** TEXT TO READ **
>> START

# Andriod Partitions Question 4 Devs



## vsawri (Nov 18, 2011)

Potentially stupid question here since i'ma a newb, but is there a reason why for the System, Data, Cache partitions to be the sizes they are? Is there a problem with making them bigger?

Like my newb arse was testing Tailor on WebOS and it reported some major wrongs with all the partitions that ACME had created so I wiped them all and recreated them. In hours of playing around to get everything 2 work right with new partitions I have some lingering thoughts: *1) makes sense for System and Cache to be 512MB and 256MB, but 2) why is Data kept so small?*

Originally started playing with tailor cause my SD got jacked when I moved too many apps on to it and couldn't mount it any more. I now have set the DATA partition at 8gb and everything seems 2 be fine still. *shurg* Would this cause a problem later at all? Devs? If not, why doesn't the standard build roll out with 8BG as the default? As that seems to be a good number for apps on all my phones & toys. Would save a lot of headache 2 not deal with apps 2 sd.  just thoughts.


----------



## vsawri (Nov 18, 2011)

HOWTO for anyone interested: Updated on 2011 12-15
Update: resolved 'major:minor pair unavailable'
Update: Works for 32GB HP Touchpad and 16GB HP Touchpad
Update: fixed typo's lmao. thx a_gert.

Credits to: http://www.webos-int...onnects_at_8.25
for the 32GB HP Touchpad filesystem creation example

[FIRST]
1) THIS PROCESS WILL COMPLETELY WIPE YOUR TOUCHPAD! WEBOS, CM7, & ANYTHING ELSE YOU'VE INSTALLED!!
2) This process also assumes you can get functional terminal to your HP Touchpad already via
novaterm, novacom open TTY://, or with putty.
3) This process also assumes you know how to install CM7 already.

YOU WILL ALSO NEED:
webOS Doctor version 3.0.0
webOS Doctor version 3.0.4

[NOW START]
1) Put your HP Touchpad in webOS Recovery Mode:
a. Power off the HP Touchpad or reset it with [Power Button] + [Home]
b. Hold [Up Volume] + [Power Button] until you see a usb symbol on screen.
2) Start up taskmanager in Windows:
a. [CTRL]+[ALT]+[DEL] and select task manager
3) Run webOS Doctor and let it run to 8% then use taskmanager to end task on webOS doctor.
4) Open up windows command prompt and type in: novacom open TTY://
5) Run the following commands [CASE SENSITIVE] type it exactly as shown and make sure
to get the numbers after --minor correct:

[Note: Don't bother customizing webOS partitions because in this process webOS doctor
 will re-size them back to the following anyways.]

a. lvm.static vgscan --ignorelockingfailure
b. lvm.static vgchange -ay --ignorelockingfailure
c. lvm.static vgremove store
d. lvm.static vgscan --ignorelockingfailure
e. lvm.static vgchange -ay --ignorelockingfailure
f. lvm.static vgcreate -s 8M store /dev/mmcblk0p14
g. lvm.static vgscan --ignorelockingfailure
h. lvm.static vgchange -ay --ignorelockingfailure
i. lvm.static lvcreate -l 71 -M y --major 254 --minor 0 -n root store
j. lvm.static lvcreate -l 8 -M y --major 254 --minor 1 -n var store
k. lvm.static lvcreate -l 2 -M y --major 254 --minor 2 -n update store
l. lvm.static lvcreate -l 3 -M y --major 254 --minor 3 -n log store
m. lvm.static lvcreate -l 32 -M y --major 254 --minor 4 -n mojodb store
n. lvm.static lvcreate -l 17 -M y --major 254 --minor 5 -n filecache store

NOTE: THE FOLLOWING --minor JUMPS to 7 from 5 above
o. lvm.static lvcreate -l 64 -M y --major 254 --minor 7 -n swap store

NOTE: THE FOLLOWING MAKES CM7 PARTITIONS, I specified a 5GB cm-data partition,
you can do more or less. 1 Physical Extent (PE) is 8MB.

>> END

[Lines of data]
>> START

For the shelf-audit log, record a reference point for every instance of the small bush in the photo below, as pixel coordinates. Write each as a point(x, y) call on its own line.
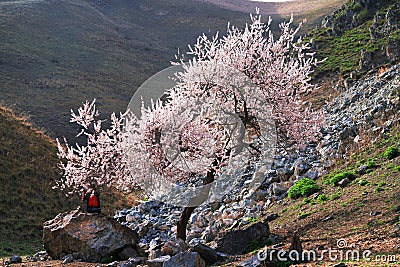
point(371, 164)
point(391, 152)
point(379, 189)
point(322, 198)
point(335, 196)
point(303, 188)
point(340, 176)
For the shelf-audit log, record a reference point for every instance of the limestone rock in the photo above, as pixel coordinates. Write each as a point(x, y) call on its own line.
point(237, 241)
point(185, 259)
point(89, 237)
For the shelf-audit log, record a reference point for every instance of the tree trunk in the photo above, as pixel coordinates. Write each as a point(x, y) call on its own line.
point(183, 221)
point(187, 211)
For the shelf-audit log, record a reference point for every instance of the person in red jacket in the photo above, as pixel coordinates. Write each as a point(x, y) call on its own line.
point(92, 197)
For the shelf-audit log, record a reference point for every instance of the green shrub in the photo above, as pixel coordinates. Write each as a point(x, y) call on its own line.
point(391, 152)
point(340, 176)
point(371, 164)
point(379, 189)
point(335, 196)
point(322, 198)
point(303, 188)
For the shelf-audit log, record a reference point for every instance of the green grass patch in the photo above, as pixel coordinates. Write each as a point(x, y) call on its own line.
point(322, 198)
point(335, 179)
point(391, 152)
point(303, 188)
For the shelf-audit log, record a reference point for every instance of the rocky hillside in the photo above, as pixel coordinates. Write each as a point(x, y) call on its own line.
point(360, 36)
point(28, 167)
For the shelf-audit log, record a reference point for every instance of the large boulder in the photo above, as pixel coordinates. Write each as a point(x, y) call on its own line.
point(185, 259)
point(239, 241)
point(89, 237)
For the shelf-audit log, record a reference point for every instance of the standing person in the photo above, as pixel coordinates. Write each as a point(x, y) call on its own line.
point(92, 196)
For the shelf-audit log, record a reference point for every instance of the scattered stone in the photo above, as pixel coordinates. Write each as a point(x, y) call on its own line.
point(237, 241)
point(251, 262)
point(92, 237)
point(186, 259)
point(344, 182)
point(158, 262)
point(113, 264)
point(271, 217)
point(173, 247)
point(362, 169)
point(375, 213)
point(396, 231)
point(67, 259)
point(295, 242)
point(153, 254)
point(132, 262)
point(15, 259)
point(127, 253)
point(209, 255)
point(40, 256)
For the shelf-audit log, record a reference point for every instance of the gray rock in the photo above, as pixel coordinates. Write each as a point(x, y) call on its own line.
point(396, 231)
point(237, 241)
point(311, 174)
point(252, 262)
point(209, 255)
point(92, 237)
point(15, 259)
point(158, 262)
point(278, 189)
point(173, 247)
point(113, 264)
point(362, 169)
point(271, 217)
point(185, 259)
point(67, 259)
point(132, 262)
point(127, 253)
point(344, 182)
point(40, 256)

>> END

** SHORT PROBLEM 1 **
Answer these questions about the partition thread:
(a) What size did the poster set the DATA partition to?
(b) Which two versions of webOS Doctor does the HOWTO say you will need?
(c) According to the HOWTO, how many MB is 1 Physical Extent (PE)?
** SHORT PROBLEM 2 **
From the records, print the lines starting with the line that contains "of the tree" and going on through the line that contains "point(187, 211)".

** ANSWER 1 **
(a) 8gb
(b) Version 3.0.0 and version 3.0.4
(c) 8MB

** ANSWER 2 **
For the shelf-audit log, record a reference point for every instance of the tree trunk in the photo above, as pixel coordinates. Write each as a point(x, y) call on its own line.
point(183, 221)
point(187, 211)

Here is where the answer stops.